** begin The records **

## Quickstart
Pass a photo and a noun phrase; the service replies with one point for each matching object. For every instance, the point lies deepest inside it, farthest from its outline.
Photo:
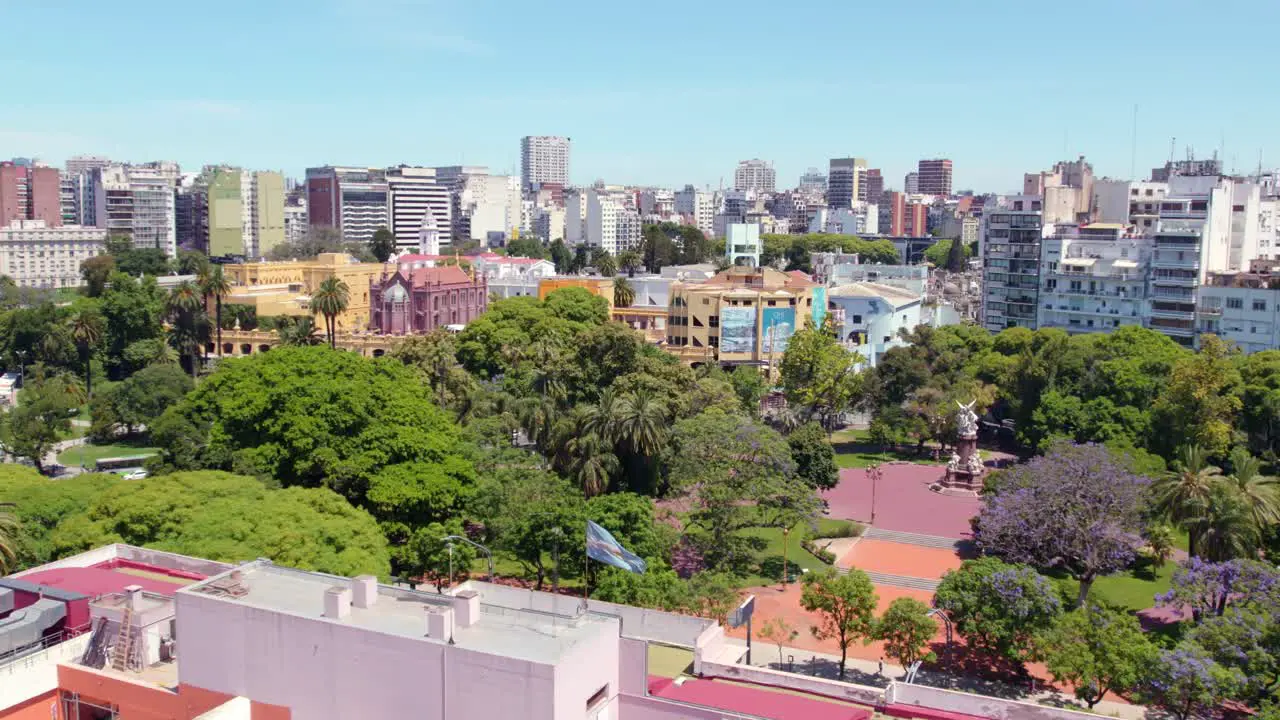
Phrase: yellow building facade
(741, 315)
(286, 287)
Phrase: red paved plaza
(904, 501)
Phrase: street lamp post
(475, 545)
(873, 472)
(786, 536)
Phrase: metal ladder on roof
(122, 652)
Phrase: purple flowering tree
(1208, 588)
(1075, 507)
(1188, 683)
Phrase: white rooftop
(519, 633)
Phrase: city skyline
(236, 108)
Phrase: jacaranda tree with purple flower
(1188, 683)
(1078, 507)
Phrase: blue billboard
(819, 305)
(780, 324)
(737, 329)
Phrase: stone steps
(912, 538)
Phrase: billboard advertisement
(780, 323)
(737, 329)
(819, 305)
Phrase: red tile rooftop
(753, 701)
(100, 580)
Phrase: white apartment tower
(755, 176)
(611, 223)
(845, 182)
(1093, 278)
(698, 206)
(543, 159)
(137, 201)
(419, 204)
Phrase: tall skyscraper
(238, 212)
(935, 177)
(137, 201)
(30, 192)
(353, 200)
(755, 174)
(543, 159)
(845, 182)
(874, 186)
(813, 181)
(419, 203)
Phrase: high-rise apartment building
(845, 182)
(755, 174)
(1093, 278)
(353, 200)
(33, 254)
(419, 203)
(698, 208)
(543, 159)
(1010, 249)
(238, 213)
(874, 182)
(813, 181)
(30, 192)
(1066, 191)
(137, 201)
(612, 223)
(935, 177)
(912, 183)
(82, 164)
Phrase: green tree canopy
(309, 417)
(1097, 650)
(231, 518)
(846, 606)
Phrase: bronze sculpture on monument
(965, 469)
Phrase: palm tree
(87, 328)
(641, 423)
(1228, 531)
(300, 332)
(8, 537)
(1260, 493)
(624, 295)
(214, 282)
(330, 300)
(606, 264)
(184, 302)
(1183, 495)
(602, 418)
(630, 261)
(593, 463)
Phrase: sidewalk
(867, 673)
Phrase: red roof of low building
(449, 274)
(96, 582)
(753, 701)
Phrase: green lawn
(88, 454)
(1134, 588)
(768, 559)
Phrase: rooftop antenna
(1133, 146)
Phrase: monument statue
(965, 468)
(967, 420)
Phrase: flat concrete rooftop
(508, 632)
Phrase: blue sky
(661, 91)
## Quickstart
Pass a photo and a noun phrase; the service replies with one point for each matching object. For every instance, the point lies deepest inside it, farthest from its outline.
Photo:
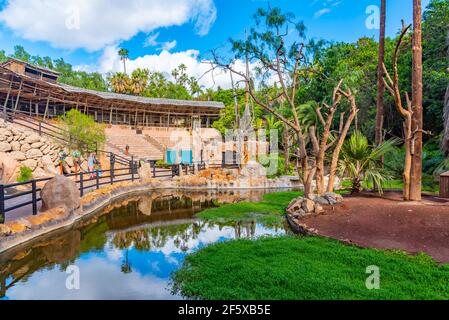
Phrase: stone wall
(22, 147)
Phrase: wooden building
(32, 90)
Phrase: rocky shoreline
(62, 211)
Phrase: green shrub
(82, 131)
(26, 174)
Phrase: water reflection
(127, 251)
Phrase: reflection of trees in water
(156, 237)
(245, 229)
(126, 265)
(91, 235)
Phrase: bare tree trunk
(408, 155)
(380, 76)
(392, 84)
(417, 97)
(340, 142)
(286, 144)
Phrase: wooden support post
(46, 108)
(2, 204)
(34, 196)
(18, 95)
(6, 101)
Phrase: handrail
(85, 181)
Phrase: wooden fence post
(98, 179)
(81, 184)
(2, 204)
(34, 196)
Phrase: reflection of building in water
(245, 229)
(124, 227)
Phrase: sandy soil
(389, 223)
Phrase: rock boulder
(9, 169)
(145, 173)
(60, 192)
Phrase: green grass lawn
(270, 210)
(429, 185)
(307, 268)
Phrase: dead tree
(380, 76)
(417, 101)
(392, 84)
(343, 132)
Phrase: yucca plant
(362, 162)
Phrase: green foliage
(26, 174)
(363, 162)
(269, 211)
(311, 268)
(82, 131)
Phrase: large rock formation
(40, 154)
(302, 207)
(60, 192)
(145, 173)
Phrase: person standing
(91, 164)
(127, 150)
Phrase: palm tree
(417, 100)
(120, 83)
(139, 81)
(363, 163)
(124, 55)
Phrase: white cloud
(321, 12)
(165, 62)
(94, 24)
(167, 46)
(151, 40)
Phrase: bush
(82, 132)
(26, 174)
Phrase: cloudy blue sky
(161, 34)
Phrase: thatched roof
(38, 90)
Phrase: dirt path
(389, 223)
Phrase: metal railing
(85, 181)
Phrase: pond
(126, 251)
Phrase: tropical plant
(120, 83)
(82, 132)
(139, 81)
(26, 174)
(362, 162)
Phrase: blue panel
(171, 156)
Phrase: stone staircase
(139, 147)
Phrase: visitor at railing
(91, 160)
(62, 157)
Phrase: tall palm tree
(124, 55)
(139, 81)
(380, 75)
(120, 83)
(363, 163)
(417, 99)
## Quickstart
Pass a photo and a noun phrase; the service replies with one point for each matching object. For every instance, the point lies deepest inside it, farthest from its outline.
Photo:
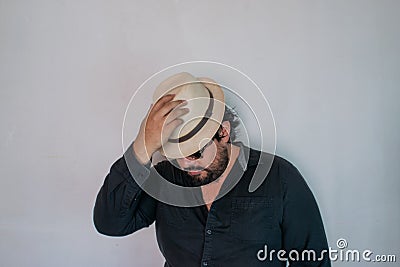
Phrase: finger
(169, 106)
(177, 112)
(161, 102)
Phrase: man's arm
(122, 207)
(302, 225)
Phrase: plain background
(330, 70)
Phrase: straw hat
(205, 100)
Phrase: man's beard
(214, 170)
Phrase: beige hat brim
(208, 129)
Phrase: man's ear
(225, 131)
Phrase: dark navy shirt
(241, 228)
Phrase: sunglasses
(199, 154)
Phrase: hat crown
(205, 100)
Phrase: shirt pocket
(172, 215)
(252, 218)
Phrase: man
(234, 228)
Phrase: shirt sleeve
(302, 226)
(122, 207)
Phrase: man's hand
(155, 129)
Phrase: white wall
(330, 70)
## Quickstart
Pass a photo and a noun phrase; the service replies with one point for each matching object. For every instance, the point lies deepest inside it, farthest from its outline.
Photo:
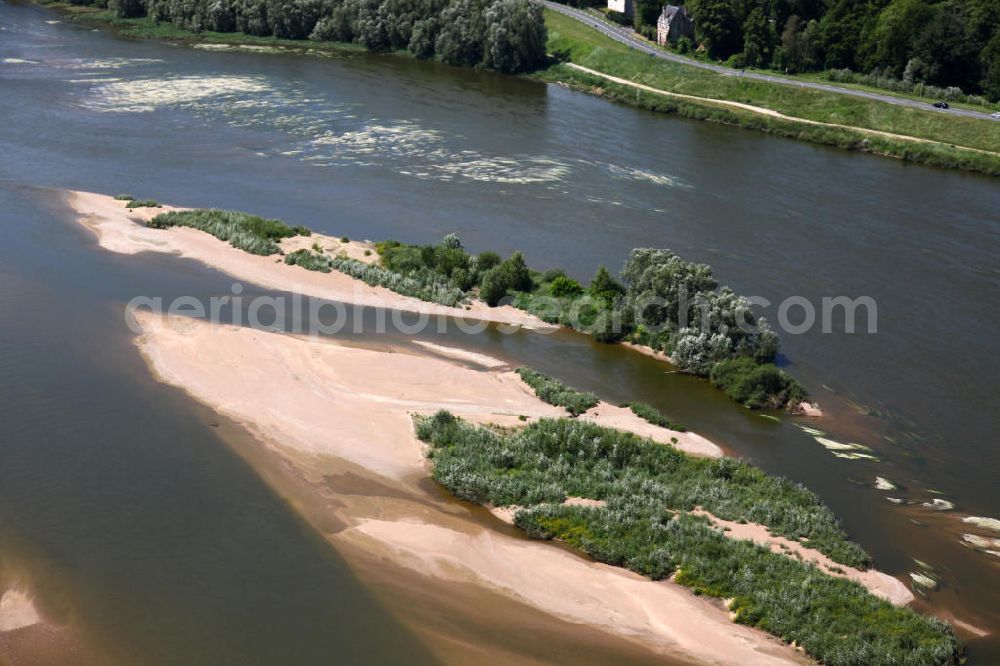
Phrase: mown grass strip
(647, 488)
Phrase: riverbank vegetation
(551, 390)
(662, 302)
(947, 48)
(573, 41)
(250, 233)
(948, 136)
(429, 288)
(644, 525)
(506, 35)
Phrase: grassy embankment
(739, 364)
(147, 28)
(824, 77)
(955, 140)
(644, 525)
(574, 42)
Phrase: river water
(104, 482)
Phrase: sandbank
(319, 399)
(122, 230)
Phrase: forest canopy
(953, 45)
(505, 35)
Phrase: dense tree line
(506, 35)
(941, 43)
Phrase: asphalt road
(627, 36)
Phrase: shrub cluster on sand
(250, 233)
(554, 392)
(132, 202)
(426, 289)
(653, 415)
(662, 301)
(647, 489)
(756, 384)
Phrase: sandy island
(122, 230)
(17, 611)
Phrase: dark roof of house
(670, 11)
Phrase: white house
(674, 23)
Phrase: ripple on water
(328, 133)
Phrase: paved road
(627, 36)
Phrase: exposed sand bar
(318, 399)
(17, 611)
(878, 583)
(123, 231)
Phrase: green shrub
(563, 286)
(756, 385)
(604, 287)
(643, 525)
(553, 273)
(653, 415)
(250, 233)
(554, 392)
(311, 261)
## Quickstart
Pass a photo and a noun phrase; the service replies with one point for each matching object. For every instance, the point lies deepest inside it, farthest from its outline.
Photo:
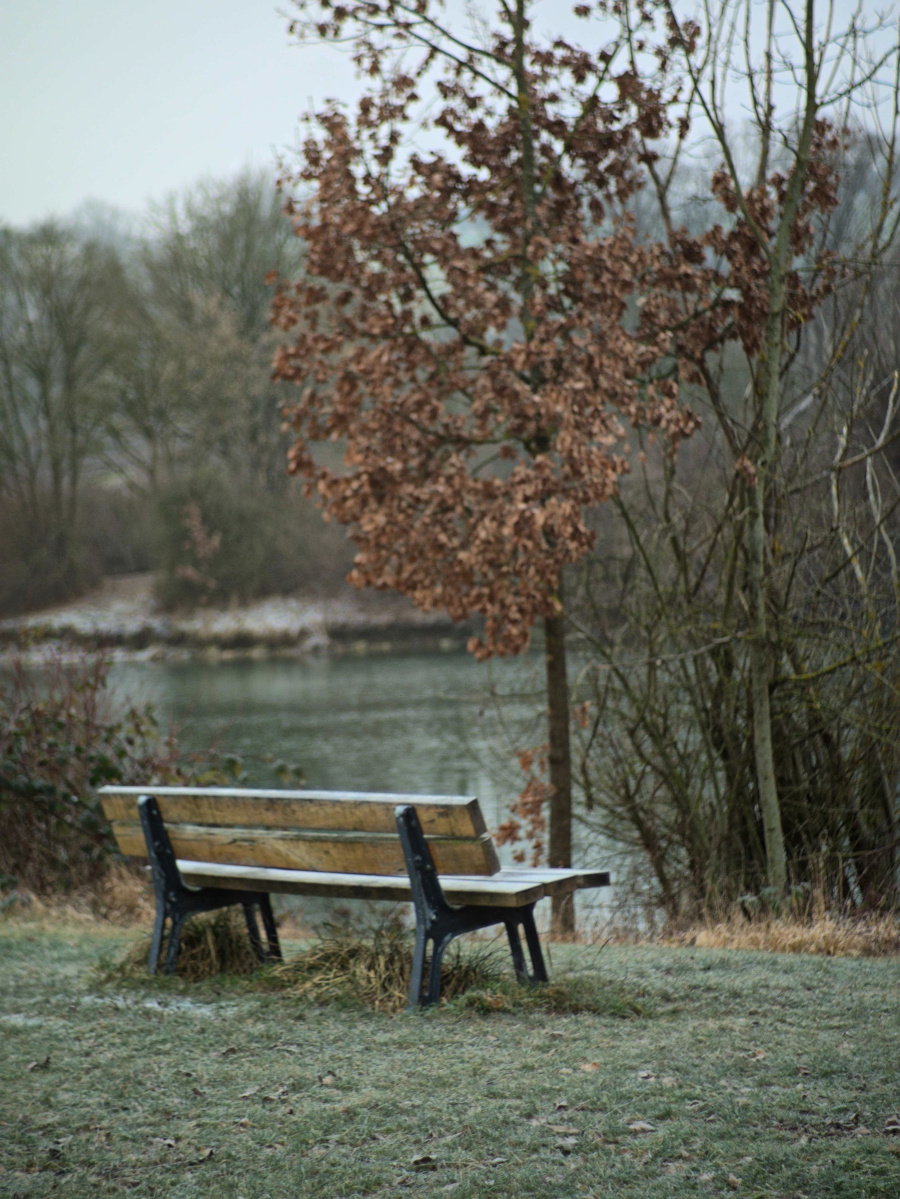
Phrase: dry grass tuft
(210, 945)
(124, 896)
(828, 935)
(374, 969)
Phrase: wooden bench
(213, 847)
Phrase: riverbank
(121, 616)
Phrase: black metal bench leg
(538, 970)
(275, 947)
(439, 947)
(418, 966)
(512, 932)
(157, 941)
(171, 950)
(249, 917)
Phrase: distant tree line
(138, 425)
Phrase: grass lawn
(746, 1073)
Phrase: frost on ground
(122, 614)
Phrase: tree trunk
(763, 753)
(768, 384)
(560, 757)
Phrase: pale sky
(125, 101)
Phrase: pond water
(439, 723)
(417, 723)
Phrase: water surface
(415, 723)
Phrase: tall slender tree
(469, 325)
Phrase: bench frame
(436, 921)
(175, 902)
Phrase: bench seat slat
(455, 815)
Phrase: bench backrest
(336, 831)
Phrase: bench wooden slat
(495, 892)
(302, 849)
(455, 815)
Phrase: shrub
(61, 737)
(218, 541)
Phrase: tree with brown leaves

** end The records **

■ **What the task requires**: Reproduce every line of the material from the line containing "Phrase: pale sky" through the end of the material, both ends included, keeping the phrase lines as they are and offsetting each coordinate in the answers by -111.

■ **Exercise response**:
Phrase: pale sky
(14, -10)
Phrase: pond water
(328, 612)
(306, 612)
Phrase: water surface
(304, 612)
Phrase: tall slender tree
(358, 214)
Phrase: bench frame
(325, 810)
(64, 791)
Phrase: bench seat slat
(344, 704)
Phrase: bench backrest
(225, 720)
Phrase: bench wooden slat
(384, 781)
(191, 738)
(344, 704)
Phrase: shrub
(-50, 626)
(107, 430)
Phrase: tree with brown leaves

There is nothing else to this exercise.